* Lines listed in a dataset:
***

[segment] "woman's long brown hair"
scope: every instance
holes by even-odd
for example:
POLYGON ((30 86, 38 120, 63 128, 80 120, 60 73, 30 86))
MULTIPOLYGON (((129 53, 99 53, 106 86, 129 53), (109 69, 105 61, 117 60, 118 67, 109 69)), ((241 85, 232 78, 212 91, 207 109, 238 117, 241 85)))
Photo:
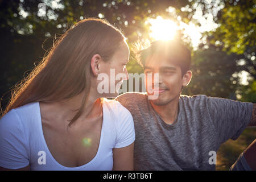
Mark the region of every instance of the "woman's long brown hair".
POLYGON ((53 43, 40 64, 14 88, 2 117, 30 102, 60 101, 84 92, 82 105, 70 126, 81 115, 88 97, 92 56, 97 53, 104 61, 109 60, 125 39, 105 20, 89 18, 79 22, 53 43))

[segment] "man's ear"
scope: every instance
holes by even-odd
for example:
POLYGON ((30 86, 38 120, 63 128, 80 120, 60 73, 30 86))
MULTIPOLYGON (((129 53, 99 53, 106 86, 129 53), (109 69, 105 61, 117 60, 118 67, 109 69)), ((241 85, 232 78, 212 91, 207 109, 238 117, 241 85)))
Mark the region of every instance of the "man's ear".
POLYGON ((97 76, 100 72, 100 62, 101 57, 98 54, 94 55, 90 60, 90 67, 93 75, 97 76))
POLYGON ((192 73, 191 71, 189 70, 187 72, 187 73, 185 73, 183 77, 182 77, 182 80, 183 80, 183 84, 182 84, 182 86, 187 86, 189 82, 191 80, 192 77, 192 73))

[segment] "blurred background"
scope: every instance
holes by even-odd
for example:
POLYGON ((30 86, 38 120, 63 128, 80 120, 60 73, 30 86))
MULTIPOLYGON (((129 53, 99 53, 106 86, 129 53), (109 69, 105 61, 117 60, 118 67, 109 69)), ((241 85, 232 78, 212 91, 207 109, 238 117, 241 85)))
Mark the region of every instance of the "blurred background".
MULTIPOLYGON (((183 41, 192 51, 193 78, 183 94, 256 102, 255 13, 256 0, 0 0, 2 109, 53 42, 90 17, 121 29, 130 47, 138 40, 183 41)), ((133 51, 127 68, 143 72, 133 51)), ((247 128, 224 143, 216 169, 228 169, 255 138, 255 128, 247 128)))

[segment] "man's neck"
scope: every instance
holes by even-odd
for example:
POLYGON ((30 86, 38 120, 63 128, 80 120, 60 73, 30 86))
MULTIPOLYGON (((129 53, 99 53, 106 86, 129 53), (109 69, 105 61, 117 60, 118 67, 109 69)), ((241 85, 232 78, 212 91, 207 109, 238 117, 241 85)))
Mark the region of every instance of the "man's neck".
POLYGON ((179 96, 167 104, 163 105, 154 105, 150 102, 154 110, 158 113, 161 119, 167 124, 172 124, 177 118, 179 113, 179 96))

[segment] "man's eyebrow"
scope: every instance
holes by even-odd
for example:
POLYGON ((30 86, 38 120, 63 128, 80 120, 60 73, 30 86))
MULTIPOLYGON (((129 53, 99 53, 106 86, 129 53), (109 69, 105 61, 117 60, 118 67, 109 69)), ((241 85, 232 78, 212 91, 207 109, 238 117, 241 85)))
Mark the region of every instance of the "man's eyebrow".
POLYGON ((176 69, 176 68, 175 67, 162 67, 160 68, 160 69, 162 70, 162 69, 171 69, 173 71, 176 71, 177 69, 176 69))

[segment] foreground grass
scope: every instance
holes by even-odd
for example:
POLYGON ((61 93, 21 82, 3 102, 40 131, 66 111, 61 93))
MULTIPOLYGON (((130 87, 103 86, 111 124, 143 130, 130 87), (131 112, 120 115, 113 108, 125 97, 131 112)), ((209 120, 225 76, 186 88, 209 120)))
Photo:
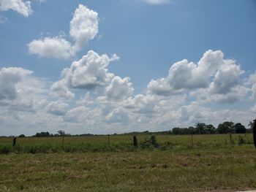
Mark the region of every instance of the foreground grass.
POLYGON ((256 188, 252 145, 0 155, 0 191, 234 191, 256 188))

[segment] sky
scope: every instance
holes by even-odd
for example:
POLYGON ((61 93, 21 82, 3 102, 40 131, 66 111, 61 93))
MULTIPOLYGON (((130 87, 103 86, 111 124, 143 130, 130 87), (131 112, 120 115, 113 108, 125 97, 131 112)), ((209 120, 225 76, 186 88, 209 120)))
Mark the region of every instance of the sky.
POLYGON ((0 0, 0 135, 256 117, 254 0, 0 0))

***

* What you are asked to do:
Give again the stretch of lines from the one containing "[segment] foreground grass" through the end of the lines, requests included, scaling every coordinate in the answer polygons by 0.6 and rounding to whole numbers with halves going up, while the sample polygons stay unchanged. Leave the pictures out.

* The completed task:
[segment] foreground grass
scope: every instance
holes by even-odd
for example:
POLYGON ((61 93, 21 82, 3 102, 40 131, 66 111, 61 93))
MULTIPOLYGON (((130 87, 103 86, 111 124, 143 130, 130 87), (131 112, 120 115, 113 108, 125 97, 131 112)), ((209 120, 225 76, 186 88, 209 120)))
Photo:
Mark the region of every instance of the foreground grass.
POLYGON ((154 113, 151 87, 0 93, 0 115, 140 115, 154 113))

[segment] sky
scope: every instance
holes by even-odd
for example:
POLYGON ((61 93, 21 82, 3 102, 40 131, 66 111, 61 93))
MULTIPOLYGON (((130 87, 103 86, 111 124, 143 130, 130 87), (131 112, 120 115, 113 108, 125 97, 131 112)), ((209 120, 225 76, 186 88, 209 120)))
Mark the region of every instance of the sky.
POLYGON ((0 0, 0 81, 154 70, 152 0, 0 0))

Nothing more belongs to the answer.